↓↓↓

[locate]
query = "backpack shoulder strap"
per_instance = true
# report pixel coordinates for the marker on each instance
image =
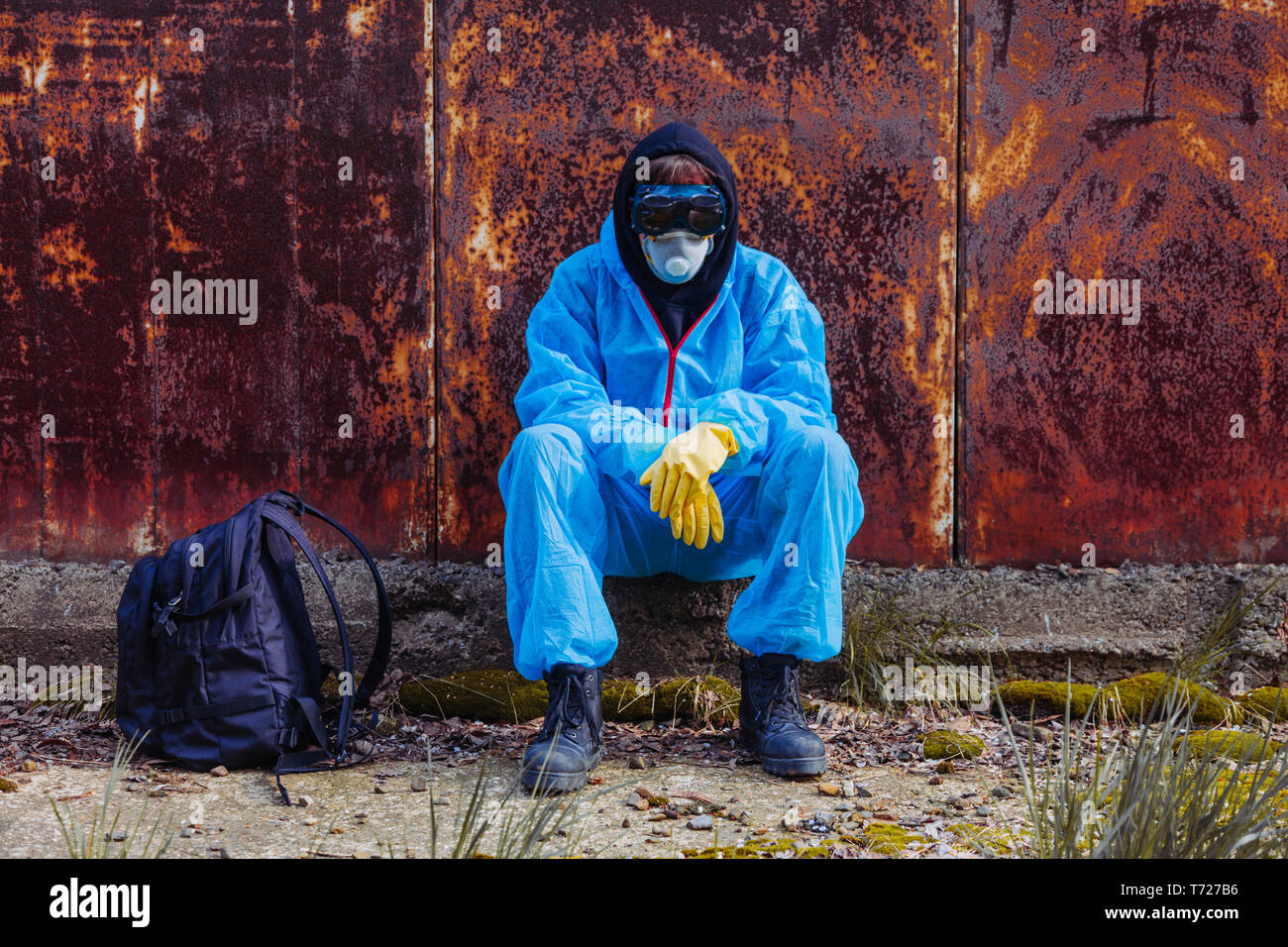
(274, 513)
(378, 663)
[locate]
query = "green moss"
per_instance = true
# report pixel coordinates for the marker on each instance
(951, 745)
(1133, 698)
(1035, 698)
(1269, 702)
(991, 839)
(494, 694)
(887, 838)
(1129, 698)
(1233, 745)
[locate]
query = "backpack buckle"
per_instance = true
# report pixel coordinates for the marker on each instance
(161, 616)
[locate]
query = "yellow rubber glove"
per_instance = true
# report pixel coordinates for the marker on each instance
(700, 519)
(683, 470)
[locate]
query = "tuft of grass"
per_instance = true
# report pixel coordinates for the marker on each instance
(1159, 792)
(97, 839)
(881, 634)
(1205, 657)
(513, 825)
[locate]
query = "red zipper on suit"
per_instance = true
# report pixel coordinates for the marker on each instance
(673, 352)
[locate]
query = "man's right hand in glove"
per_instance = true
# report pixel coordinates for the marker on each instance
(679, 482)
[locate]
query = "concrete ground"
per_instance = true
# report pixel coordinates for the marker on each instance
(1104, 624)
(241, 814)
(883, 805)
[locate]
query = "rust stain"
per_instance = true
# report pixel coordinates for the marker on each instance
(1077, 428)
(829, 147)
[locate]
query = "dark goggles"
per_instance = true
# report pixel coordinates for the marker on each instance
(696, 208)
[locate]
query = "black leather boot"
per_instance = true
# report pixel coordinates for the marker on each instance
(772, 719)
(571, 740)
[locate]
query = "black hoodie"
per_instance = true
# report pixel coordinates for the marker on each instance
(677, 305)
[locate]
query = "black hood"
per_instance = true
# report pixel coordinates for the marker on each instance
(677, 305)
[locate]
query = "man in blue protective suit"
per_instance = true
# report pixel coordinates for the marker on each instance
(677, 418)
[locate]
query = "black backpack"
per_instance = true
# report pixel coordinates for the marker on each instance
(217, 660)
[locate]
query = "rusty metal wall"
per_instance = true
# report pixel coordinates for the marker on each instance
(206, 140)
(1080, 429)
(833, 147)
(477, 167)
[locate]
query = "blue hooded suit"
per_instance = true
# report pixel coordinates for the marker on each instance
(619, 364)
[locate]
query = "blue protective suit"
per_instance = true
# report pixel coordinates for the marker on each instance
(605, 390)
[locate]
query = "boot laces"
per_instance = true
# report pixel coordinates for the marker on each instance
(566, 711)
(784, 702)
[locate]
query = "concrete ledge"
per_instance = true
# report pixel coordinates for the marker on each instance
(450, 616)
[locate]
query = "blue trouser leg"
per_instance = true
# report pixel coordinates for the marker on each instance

↑↑↑

* THE PROBLEM *
All records must be output exactly as they are, except for the pictures, which are left out.

* WRITTEN SOLUTION *
[locate]
query = "backpack shoulder strap"
per_instance = true
# report pixel coordinates for the marker on each instance
image =
(274, 513)
(378, 663)
[locate]
query = "green moss"
per_instance = true
# report pixel coordinates for the marker on each instance
(951, 745)
(1133, 698)
(1035, 698)
(1269, 702)
(991, 839)
(494, 694)
(887, 838)
(1129, 698)
(1233, 745)
[locate]
query = "backpack buckle"
per_instance = true
# report pixel coordinates for the marker on each instance
(161, 616)
[locate]
query = "yellow rubber glove"
per_instance = true
# report pixel coordinates for the marker on each instance
(700, 519)
(683, 470)
[locate]
query = "tuft of grass"
per_instance = true
# report pixel coordinates for the marker on each instance
(1159, 792)
(97, 839)
(881, 634)
(1205, 657)
(513, 825)
[locate]
query = "red zipper on suit"
per_instance = true
# report pixel coordinates for the marker on each instance
(673, 352)
[locate]
query = "man's right hand in glove"
per_instance = true
# report pixel coordinates for the marker on each instance
(679, 482)
[locate]
query = "concrete ground"
per_instance = true
# report pixel coordinates for the marker on each instance
(1104, 624)
(241, 814)
(883, 805)
[locate]
query = "rust stain"
per_instance = true
# report pixel coordinates for the marker on each instance
(1077, 428)
(829, 147)
[locate]
query = "dark goggles"
per_instance = true
# report pixel coordinates for the marker on each instance
(696, 208)
[locate]
query = "black leather boot"
per_instance = true
# report pixel coordinates for the marker on each instance
(772, 719)
(571, 740)
[locate]
query = "black hoodie"
per_instance = true
# report pixel coordinates for the marker on each instance
(677, 305)
[locate]
query = "black hood"
per_instance = true
# report pixel coordinates for the marker on each instance
(677, 305)
[locate]
query = "man in blue protective suit"
per_instance = true
# report pixel coordinates for the marker on each instance
(677, 418)
[locate]
query = "black backpack"
per_instance = true
# report pixel coordinates for the marker on each instance
(217, 660)
[locate]
query = "rusty metal wall"
per_instance = true
# report pixel coordinates for the marker on each instance
(206, 140)
(1080, 429)
(833, 147)
(477, 167)
[locate]
query = "blue hooded suit"
per_instance = true
# report pixel coordinates for the marker on each instance
(619, 364)
[locate]
query = "blue protective suit"
per_instance = true
# report pixel coordinates for the marker on each instance
(605, 390)
[locate]
query = "boot laces"
per_instance = true
# report pixel coordinates for the marker on each instance
(566, 711)
(784, 702)
[locate]
query = "concrete ledge"
per_instance = true
# report pixel coordinates for the marker on each instance
(450, 616)
[locate]
query = "blue trouser leg"
per_instance = true
# report pixel coordinates for the marker on each instance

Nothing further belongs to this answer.